(Object point labels)
++++++
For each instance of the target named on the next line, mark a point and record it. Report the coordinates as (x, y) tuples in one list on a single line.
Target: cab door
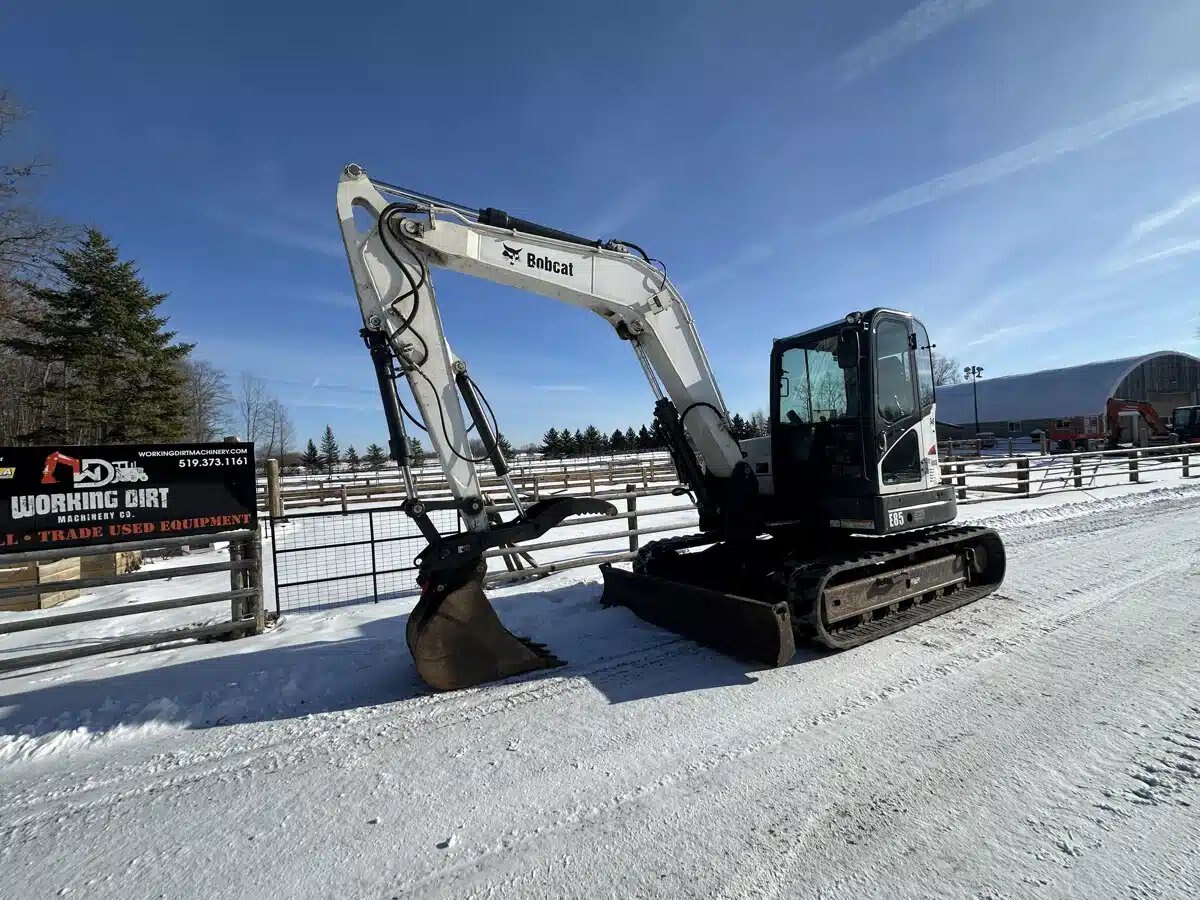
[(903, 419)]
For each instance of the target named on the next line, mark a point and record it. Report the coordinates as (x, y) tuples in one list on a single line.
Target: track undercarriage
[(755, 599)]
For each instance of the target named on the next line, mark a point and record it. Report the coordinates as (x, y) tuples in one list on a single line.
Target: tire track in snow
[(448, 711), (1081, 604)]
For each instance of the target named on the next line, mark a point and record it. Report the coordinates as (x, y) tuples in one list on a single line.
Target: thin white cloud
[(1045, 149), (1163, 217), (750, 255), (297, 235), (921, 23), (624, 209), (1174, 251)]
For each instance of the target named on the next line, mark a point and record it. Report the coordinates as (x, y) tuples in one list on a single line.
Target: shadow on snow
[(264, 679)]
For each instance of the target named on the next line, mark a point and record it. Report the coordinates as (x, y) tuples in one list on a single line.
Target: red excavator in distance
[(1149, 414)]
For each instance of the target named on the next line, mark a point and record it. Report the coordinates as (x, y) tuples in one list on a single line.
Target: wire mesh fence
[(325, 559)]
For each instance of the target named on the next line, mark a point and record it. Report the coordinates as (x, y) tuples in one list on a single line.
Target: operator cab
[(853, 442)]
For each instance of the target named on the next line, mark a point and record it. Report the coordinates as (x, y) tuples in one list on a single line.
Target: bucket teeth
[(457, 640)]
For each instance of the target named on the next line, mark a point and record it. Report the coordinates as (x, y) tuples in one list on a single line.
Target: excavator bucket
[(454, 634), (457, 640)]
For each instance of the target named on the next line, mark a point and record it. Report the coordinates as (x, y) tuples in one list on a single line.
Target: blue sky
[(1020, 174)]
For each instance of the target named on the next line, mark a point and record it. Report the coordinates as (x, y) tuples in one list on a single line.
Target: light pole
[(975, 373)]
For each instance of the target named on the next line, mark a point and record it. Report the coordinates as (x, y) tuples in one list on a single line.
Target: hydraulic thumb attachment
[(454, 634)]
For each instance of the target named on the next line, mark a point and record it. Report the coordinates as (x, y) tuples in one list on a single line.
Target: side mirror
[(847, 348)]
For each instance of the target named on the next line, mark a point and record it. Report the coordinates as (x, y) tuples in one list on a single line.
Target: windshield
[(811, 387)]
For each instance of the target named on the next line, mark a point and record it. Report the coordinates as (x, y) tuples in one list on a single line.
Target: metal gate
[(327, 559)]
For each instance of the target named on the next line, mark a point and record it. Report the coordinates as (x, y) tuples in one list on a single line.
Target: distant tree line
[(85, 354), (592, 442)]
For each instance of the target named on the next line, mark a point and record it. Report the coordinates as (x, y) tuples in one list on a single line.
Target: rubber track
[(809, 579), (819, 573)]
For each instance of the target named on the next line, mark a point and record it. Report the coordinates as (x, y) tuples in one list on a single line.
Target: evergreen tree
++++++
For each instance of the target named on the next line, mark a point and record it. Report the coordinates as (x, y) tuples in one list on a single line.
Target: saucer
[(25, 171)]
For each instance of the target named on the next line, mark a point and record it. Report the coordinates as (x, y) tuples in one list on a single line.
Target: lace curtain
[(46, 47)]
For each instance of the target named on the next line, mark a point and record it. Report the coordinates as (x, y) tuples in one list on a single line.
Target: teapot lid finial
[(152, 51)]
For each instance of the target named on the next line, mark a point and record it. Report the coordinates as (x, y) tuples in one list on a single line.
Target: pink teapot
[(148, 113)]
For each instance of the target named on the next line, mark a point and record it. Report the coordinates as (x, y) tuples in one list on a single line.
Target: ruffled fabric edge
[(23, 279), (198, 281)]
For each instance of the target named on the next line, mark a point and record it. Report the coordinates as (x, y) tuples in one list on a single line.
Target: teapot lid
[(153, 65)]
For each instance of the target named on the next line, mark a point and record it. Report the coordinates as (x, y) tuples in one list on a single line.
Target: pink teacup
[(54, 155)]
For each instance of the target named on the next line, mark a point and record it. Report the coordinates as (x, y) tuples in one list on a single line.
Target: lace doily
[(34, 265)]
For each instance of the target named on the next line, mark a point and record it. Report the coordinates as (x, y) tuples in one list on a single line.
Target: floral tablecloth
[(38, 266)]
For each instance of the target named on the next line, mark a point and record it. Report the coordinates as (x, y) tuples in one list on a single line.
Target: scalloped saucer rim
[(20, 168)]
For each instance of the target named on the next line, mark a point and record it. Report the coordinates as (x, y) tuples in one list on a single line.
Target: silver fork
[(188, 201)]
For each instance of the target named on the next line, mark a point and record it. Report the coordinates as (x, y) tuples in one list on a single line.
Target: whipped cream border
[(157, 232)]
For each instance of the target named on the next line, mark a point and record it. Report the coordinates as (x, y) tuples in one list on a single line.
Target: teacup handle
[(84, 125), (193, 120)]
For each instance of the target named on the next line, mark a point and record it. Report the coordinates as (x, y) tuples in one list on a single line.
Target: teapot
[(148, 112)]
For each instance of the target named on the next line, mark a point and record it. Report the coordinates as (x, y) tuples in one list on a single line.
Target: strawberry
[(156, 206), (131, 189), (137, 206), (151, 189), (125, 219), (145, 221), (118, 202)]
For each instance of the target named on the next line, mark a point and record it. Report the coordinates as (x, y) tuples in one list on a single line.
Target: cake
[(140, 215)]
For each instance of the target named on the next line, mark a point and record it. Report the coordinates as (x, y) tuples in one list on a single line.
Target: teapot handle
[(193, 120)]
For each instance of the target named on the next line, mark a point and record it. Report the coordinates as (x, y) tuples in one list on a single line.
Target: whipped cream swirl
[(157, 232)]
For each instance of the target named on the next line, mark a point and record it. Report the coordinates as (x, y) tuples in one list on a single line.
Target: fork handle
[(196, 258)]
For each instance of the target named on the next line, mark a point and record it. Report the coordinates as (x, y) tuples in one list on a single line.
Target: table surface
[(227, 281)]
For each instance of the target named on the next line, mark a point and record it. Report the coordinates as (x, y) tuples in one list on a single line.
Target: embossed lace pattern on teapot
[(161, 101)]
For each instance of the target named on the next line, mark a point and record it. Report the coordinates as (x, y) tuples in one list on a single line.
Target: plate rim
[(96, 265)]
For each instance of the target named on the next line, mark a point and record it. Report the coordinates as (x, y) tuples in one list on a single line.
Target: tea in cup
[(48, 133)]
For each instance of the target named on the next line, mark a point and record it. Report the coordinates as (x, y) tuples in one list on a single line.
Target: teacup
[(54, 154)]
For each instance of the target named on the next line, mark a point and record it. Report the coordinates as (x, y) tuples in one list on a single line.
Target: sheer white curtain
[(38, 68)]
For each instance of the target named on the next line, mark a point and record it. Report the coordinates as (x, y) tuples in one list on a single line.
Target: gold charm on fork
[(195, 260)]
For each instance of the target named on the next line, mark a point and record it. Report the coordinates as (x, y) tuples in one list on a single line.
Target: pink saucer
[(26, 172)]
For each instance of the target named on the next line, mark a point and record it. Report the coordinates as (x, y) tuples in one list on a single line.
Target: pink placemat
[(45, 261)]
++++++
### WHAT THIS TASK INVOLVES
Return every line of the material above that contains the string "bucket", treating uppercase and lowercase as different.

### SOLUTION BELOW
Target: bucket teeth
Target: excavator bucket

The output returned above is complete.